Repeat the entries below exactly, pictures excluded.
--- Record excerpts ---
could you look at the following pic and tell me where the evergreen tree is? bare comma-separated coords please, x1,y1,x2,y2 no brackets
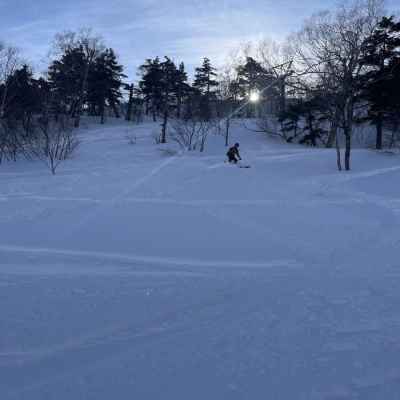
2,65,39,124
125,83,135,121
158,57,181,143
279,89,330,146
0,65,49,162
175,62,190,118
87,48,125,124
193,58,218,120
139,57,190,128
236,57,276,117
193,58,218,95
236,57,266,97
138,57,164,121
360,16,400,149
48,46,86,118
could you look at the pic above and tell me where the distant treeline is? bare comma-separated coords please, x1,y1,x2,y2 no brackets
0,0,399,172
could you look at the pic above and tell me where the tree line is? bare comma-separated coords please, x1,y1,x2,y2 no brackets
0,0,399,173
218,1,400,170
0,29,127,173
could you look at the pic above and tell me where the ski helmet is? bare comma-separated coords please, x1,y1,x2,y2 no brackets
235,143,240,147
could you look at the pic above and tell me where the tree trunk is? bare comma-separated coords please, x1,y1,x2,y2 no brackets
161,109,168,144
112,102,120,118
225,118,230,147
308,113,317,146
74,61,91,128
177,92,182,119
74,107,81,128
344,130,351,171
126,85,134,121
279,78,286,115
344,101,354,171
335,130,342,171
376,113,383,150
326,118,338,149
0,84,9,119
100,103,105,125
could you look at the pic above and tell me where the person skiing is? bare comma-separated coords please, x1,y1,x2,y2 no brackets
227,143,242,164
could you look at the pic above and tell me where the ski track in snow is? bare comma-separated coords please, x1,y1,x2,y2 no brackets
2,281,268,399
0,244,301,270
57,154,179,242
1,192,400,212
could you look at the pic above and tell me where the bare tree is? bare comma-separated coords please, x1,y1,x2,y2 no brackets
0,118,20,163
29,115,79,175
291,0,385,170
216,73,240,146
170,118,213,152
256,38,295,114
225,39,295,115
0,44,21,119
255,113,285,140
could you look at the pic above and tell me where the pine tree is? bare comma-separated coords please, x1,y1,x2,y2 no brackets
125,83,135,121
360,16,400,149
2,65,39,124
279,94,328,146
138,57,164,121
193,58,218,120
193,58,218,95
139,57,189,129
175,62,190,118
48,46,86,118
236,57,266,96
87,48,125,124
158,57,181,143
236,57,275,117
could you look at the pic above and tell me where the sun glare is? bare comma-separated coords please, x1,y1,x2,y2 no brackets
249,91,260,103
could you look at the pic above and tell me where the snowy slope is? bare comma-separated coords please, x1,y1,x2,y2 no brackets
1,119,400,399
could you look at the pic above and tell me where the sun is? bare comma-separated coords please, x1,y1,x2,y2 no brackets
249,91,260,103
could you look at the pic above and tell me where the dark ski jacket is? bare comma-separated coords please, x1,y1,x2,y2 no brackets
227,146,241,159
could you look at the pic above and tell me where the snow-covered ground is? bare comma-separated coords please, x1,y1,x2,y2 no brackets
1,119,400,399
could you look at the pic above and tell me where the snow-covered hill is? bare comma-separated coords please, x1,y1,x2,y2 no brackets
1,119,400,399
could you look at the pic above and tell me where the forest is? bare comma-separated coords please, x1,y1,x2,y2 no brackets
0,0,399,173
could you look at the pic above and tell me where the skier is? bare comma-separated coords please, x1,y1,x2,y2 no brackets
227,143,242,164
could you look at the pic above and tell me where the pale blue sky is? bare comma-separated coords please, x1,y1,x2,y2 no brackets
---
▶ [Exercise solution]
could you look at the following pic and tell me where the evergreen tree is? bare comma-separated coords please, x1,y1,x2,y2 no brackets
2,65,39,124
125,83,135,121
158,57,181,143
279,89,330,146
0,65,49,162
175,62,190,118
87,48,125,124
193,58,218,120
139,57,190,128
236,57,276,117
193,58,218,95
236,57,266,97
138,57,164,121
360,16,400,149
48,46,86,118
could you look at the pic above and tell me where the distant treeline is? bare comma-separated coords please, x1,y1,x2,y2 no brackets
0,0,399,172
could you look at the pic above and tell me where the tree line is? bare comma-separated coords please, x1,y1,x2,y2 no brackets
0,0,399,173
218,1,400,170
0,29,127,173
could you look at the pic above and tell me where the ski helmet is? bare comma-separated coords please, x1,y1,x2,y2 no brackets
235,143,240,147
could you look at the pic above and tell me where the tree trunk is? bare comma-separated coords please, x1,y1,x2,y2 no brackets
161,109,168,144
112,102,120,118
225,118,230,147
308,113,317,146
74,61,91,128
177,92,182,119
74,107,81,128
344,130,351,171
126,85,134,121
279,78,286,115
344,101,354,171
335,130,342,171
376,113,383,150
326,118,338,149
0,84,9,119
100,103,105,125
could you look at the pic above and tell me where the person skiing is? bare comma-separated coords please, x1,y1,x2,y2 no brackets
227,143,242,164
could you look at the pic above and tell me where the ski track in snow is? bare comma-separated coords please, x1,y1,x2,y2 no brackets
2,281,268,399
0,244,301,270
57,154,179,242
1,192,400,212
could you look at the pic above and tell me where the bare tree is? bare comma-separated coords please, x1,y1,x2,y2 no brackets
0,118,20,163
29,115,79,175
291,0,385,170
216,73,240,146
170,118,213,152
256,38,295,114
225,39,295,115
0,44,21,119
255,113,285,140
could you look at the pic above and tell me where the pine tree is? bare comma-separated coords please, x1,y1,x2,y2 no brackets
125,83,135,121
360,16,400,149
2,65,39,124
279,94,328,146
138,57,164,121
193,58,218,120
193,58,218,95
139,57,189,129
175,62,190,118
48,46,86,118
236,57,266,96
87,48,125,124
158,57,181,143
236,57,275,117
could you look at the pic above and tell me where the sun glare is? bare comma-separated coords please, x1,y1,x2,y2 no brackets
249,91,260,103
could you look at the pic above and tell me where the snowy slope is? bare comma-separated coords please, x1,y1,x2,y2 no brackets
1,119,400,399
could you look at the pic above and tell me where the sun is? bare comma-separated coords please, x1,y1,x2,y2 no brackets
249,91,260,103
could you look at the pic above and tell me where the dark ski jacket is? bare comma-separated coords please, x1,y1,x2,y2 no brackets
227,146,241,159
could you look at the pic above and tell me where the snow-covered ground is? bare comma-separated coords please, x1,y1,x2,y2 no brackets
1,119,400,399
could you look at the pic above and tell me where the snow-covered hill is? bare comma-separated coords please, x1,y1,x2,y2 no brackets
1,119,400,399
could you look at the pic above and tell me where the forest is? bare comma-separated coords please, x1,y1,x2,y2 no brackets
0,0,399,173
could you look at the pic above and tell me where the skier is? bare comma-separated coords please, x1,y1,x2,y2 no brackets
227,143,242,164
could you look at the pic above and tell me where the pale blue sky is? bare comma-separated coords please, x1,y1,x2,y2 no brackets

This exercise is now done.